Task instructions>
a. Duplicate the section of the procurement passage that opens with the words containing "The president’s plan, which" and closes with "next eight years.".
b. Decide whether each statement agrees with the procurement passage, answering yes or no and quoting the deciding words: (i) Under existing rules, a product qualifies if 55 per cent of the value of its components is manufactured in the US. (ii) The president's plan would take effect without a public comment period. (iii) The increases to 75 per cent would be phased in over ten years.

Supplied text>
┏━━

But it risks unnerving international suppliers to the US government and could raise tensions with allies including Canada and in Europe that have long resisted Washington’s attempts to tighten procurement rules.
The president’s plan, which has to go through a public comment period before it is implemented, would raise the threshold for products to qualify for the domestic content requirement under US law.
Under existing rules, products can pass muster if 55 per cent of the value of their components is manufactured in the US. But the White House wants to lift that mark to 60 per cent and phase in further increases to 75 per cent over the next eight years.
“This proposal would close a problematic loophole in the current regulation, while also allowing businesses time to adjust their supply chains to increase the use of American-made components,” a White House fact sheet said.
Biden is expected to promote the proposal during a trip to Lower Macungie Township in Pennsylvania’s Lehigh Valley on Wednesday afternoon. The White House said the president would “emphasise the importance of American manufacturing, buying products made in America, and supporting good-paying jobs for American workers”.
The proposal also includes a measure to deliver “a source of stable demand” for domestic producers of critical goods through new price preferences, essentially special incentives to keep supplying the government.
Biden made domestic procurement a cornerstone of his 2020 presidential campaign, particularly in the industrial Midwest and the rustbelt, as he sought to win back voters who had flocked to Donald Trump on the back of the former president’s protectionist economic message.
In January, shortly after he took office, Biden signed an executive order to boost domestic procurement, which the new rules will build on. An administration official said the proposal would have no effect on the country’s “trade obligations”, but officials and executives from US trading partners have in the past raised concerns that “Buy American” provisions were discriminatory and aimed at cutting out international competition.

┗━━

Collected data entries
┏━━

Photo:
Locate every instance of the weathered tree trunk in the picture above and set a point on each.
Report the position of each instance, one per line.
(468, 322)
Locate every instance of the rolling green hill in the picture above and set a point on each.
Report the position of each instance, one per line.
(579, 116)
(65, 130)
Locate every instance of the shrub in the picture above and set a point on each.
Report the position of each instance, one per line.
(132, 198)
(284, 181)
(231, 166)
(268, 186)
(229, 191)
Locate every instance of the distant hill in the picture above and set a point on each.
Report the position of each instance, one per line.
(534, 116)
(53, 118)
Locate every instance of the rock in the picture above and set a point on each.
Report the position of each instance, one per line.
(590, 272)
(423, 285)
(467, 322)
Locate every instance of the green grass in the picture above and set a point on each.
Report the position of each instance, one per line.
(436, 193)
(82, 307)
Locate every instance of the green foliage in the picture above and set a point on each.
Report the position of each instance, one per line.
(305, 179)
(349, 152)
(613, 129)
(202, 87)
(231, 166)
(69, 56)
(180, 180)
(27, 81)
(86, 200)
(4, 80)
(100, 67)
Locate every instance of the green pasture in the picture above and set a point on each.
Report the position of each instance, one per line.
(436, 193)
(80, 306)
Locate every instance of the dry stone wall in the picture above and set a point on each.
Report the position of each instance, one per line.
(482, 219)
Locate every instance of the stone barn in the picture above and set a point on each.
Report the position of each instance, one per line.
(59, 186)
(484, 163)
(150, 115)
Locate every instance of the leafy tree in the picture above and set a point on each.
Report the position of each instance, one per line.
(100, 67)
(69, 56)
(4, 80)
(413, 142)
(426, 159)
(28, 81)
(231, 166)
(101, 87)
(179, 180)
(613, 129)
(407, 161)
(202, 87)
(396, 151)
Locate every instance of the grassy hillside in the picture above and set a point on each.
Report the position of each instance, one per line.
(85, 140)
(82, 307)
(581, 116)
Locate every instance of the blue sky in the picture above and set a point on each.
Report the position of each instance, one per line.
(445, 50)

┗━━

Answers to each task>
a.
The president’s plan, which has to go through a public comment period before it is implemented, would raise the threshold for products to qualify for the domestic content requirement under US law.
Under existing rules, products can pass muster if 55 per cent of the value of their components is manufactured in the US. But the White House wants to lift that mark to 60 per cent and phase in further increases to 75 per cent over the next eight years.

b.
(i) Yes: "products can pass muster if 55 per cent of the value of their components is manufactured in the US"
(ii) No: "which has to go through a public comment period before it is implemented"
(iii) No: "phase in further increases to 75 per cent over the next eight years"